- [The input]
- - - -

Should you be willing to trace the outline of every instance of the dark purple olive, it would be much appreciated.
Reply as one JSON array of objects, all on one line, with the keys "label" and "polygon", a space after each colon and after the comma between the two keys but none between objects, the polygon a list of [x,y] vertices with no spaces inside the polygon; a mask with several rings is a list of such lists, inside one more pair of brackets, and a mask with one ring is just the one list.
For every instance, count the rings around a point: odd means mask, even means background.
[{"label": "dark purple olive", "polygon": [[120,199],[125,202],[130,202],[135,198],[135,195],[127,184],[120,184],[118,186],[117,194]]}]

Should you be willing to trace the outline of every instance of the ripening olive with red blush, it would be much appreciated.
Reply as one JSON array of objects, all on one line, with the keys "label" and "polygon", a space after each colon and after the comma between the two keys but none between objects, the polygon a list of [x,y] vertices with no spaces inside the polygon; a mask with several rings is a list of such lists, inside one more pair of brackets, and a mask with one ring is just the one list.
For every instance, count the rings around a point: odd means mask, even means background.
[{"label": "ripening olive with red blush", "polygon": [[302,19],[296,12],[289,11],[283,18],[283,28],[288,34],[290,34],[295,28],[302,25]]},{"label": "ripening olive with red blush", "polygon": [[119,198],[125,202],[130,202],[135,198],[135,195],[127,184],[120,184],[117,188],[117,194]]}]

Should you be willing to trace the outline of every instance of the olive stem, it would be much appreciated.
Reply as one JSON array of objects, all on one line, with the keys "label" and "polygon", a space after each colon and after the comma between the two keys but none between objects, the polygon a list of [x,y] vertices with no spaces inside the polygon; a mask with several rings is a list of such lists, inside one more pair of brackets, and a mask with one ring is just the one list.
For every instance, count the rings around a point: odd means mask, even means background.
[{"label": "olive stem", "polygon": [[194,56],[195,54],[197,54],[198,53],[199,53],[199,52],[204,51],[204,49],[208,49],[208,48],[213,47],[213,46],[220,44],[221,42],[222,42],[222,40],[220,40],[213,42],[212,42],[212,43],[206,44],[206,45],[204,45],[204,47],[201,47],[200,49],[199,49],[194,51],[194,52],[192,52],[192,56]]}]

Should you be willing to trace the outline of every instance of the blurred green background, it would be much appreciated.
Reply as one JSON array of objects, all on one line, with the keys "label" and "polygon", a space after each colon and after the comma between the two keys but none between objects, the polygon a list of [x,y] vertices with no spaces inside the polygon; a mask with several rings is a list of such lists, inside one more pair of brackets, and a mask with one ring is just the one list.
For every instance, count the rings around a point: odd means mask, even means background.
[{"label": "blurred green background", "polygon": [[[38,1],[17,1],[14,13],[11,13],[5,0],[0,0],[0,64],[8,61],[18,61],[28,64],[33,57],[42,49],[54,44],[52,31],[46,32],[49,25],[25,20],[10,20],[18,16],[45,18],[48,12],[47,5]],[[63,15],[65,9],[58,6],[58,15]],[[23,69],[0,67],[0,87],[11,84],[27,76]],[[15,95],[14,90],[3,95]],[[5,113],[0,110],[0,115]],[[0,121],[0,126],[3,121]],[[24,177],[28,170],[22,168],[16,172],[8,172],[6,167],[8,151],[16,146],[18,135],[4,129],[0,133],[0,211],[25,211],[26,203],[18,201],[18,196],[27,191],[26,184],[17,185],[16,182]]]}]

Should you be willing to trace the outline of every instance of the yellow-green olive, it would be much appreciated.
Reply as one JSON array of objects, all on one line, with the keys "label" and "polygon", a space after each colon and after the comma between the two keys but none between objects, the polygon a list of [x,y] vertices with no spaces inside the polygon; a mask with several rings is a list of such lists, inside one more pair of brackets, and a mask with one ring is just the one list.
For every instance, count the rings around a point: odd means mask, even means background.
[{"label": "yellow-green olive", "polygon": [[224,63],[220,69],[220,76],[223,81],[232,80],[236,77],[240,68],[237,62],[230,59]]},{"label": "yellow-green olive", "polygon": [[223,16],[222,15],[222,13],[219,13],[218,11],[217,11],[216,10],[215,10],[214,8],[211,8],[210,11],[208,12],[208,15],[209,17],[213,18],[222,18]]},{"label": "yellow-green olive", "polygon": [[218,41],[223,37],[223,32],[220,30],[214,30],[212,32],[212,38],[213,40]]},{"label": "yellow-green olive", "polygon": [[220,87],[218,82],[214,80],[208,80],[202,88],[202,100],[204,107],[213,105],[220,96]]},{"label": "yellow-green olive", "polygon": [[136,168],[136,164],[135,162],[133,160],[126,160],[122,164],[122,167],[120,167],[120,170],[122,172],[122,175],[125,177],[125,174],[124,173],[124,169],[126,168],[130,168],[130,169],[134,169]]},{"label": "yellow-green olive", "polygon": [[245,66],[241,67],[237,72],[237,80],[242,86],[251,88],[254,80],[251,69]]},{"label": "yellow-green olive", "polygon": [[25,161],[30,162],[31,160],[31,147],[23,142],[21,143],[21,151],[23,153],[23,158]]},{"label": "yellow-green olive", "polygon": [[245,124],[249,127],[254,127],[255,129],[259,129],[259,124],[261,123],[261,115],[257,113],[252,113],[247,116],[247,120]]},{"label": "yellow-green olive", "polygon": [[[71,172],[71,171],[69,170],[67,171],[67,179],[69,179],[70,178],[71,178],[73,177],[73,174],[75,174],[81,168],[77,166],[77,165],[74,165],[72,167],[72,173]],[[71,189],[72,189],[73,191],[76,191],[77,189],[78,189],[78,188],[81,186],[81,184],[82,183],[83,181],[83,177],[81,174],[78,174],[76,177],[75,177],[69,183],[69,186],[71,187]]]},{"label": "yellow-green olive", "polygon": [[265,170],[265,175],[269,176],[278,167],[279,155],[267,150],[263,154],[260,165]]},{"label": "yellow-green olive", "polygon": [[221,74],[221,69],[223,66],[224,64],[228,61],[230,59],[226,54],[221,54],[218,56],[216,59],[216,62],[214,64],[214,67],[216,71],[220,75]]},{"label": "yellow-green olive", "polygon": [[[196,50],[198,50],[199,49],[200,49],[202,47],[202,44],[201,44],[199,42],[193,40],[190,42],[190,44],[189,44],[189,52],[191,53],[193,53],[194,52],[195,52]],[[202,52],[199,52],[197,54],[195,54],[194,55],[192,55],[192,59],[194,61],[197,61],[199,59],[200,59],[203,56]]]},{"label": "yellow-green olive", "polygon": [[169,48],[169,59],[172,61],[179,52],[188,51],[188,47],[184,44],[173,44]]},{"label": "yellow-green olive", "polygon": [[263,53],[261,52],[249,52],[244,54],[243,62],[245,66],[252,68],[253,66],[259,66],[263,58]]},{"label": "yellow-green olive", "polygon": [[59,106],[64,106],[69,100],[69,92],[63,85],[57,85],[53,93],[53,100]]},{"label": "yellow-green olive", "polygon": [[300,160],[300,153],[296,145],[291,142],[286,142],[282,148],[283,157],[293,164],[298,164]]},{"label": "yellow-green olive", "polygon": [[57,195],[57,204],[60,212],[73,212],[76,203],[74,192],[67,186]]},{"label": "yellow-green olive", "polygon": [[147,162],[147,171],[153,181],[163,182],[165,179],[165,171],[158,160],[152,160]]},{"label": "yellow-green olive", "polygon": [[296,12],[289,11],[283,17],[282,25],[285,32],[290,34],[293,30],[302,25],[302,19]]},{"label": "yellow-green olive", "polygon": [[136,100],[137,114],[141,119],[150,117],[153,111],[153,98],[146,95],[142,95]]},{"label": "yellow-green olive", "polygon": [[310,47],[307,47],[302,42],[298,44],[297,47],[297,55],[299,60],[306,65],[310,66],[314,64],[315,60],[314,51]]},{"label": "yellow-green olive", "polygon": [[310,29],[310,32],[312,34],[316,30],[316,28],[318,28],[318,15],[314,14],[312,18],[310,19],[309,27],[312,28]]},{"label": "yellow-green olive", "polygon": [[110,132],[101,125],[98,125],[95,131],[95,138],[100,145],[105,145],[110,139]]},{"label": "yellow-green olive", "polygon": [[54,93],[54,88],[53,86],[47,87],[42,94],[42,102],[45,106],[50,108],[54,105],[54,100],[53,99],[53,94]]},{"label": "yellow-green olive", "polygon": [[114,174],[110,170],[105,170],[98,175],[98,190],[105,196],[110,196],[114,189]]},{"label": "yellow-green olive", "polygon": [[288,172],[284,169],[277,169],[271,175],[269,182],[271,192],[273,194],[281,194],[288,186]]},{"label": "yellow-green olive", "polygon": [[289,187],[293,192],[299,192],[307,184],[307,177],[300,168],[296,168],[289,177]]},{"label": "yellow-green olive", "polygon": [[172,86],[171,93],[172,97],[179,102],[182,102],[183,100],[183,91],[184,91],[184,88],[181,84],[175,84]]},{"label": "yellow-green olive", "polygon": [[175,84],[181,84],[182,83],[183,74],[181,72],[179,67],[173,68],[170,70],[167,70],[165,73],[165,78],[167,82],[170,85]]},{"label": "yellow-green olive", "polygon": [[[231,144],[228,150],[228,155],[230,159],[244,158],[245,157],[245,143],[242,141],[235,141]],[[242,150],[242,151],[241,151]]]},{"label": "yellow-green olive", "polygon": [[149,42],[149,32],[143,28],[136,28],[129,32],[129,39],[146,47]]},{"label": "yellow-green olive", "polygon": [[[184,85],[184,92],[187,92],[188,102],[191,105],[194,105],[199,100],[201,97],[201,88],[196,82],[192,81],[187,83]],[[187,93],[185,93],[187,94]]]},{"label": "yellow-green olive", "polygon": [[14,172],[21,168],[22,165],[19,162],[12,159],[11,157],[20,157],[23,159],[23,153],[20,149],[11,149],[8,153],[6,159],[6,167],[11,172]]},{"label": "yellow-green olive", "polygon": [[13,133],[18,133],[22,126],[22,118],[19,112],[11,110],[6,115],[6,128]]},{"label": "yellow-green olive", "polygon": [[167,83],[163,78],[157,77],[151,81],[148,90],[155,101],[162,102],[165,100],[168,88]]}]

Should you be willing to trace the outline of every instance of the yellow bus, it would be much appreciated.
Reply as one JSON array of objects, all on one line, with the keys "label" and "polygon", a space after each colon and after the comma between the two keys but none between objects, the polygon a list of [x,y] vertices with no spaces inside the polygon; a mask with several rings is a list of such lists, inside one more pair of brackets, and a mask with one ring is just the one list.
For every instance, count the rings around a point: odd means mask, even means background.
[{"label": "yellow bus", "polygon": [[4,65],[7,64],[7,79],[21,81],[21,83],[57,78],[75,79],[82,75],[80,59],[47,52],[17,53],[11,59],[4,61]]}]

- - - -

Print the rows again without any change, for the stretch from the line containing "bus, it would be much appreciated." through the end of the rows.

Should you be willing to trace the outline of every instance of the yellow bus, it would be much appreciated.
Reply as one JSON array of objects, all on one line, with the keys "label" and "polygon", a space after each colon and after the comma between the two keys but none between objects, the polygon a list of [x,y] vertices with no spaces inside the polygon; a mask with several rings is a list of such lists, inside one more pair of brackets, and a mask with one ring is just the one list.
For every instance, count the rings around a point: odd means mask, even means background.
[{"label": "yellow bus", "polygon": [[4,65],[7,64],[7,79],[21,81],[21,83],[57,78],[75,79],[82,75],[80,59],[47,52],[17,53],[11,59],[4,61]]}]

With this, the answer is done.